» Directive 1
List each line in the records below that contains the word "water".

» Text provided
×

Learning decision trees with taxonomy of propositionalized attributes. (English) Zbl 1159.68543

Summary: We consider the problem of exploiting a taxonomy of propositionalized attributes in order to learn compact and robust classifiers. We introduce Propositionalized Attribute Taxonomy Guided Decision Tree Learner (PAT-DTL), an inductive learning algorithm that exploits a taxonomy of propositionalized attributes as prior knowledge to generate compact decision trees. Since taxonomies are unavailable in most domains, we also introduce propositionalized Attribute Taxonomy Learner (PAT-Learner) that automatically constructs taxonomy from data. PAT-DTL uses top-down and bottom-up search to find a locally optimal cut that corresponds to the literals of decision rules from data and propositionalized attribute taxonomy. PAT-Learner propositionalizes attributes and hierarchically clusters the propositionalized attributes based on the distribution of class labels that co-occur with them to generate a taxonomy. Our experimental results on UCI repository data sets show that the proposed algorithms can generate a decision tree that is generally more compact than and is sometimes comparably accurate to those produced by standard decision tree learners.

» Directive 2
Name every distinct hyphenated term used in the summary on learning decision trees above.

[Records from a dataset]
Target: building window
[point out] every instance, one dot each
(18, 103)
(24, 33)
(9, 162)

* * *

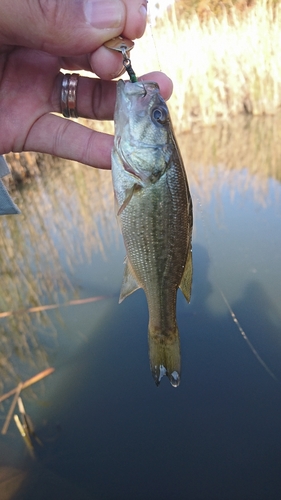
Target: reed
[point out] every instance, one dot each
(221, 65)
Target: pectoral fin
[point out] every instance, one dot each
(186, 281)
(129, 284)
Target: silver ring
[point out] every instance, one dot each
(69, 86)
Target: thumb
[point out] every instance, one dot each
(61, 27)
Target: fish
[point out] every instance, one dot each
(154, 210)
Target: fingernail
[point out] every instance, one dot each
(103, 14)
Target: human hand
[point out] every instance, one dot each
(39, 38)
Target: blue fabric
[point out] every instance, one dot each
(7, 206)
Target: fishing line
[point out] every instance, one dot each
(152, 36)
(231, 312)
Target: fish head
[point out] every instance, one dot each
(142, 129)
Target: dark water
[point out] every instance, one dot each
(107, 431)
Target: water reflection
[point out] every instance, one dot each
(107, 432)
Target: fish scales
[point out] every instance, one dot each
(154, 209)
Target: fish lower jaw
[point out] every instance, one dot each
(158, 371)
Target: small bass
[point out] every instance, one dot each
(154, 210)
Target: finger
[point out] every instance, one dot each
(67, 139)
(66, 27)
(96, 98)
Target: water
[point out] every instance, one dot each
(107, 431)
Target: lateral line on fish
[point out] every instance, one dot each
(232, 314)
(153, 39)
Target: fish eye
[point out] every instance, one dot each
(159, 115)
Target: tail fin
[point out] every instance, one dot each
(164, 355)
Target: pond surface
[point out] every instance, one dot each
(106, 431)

» Complete answer 1
Target: dark water
Target: water reflection
Target: water

» Complete answer 2
PAT-DTL, PAT-Learner, top-down, bottom-up, co-occur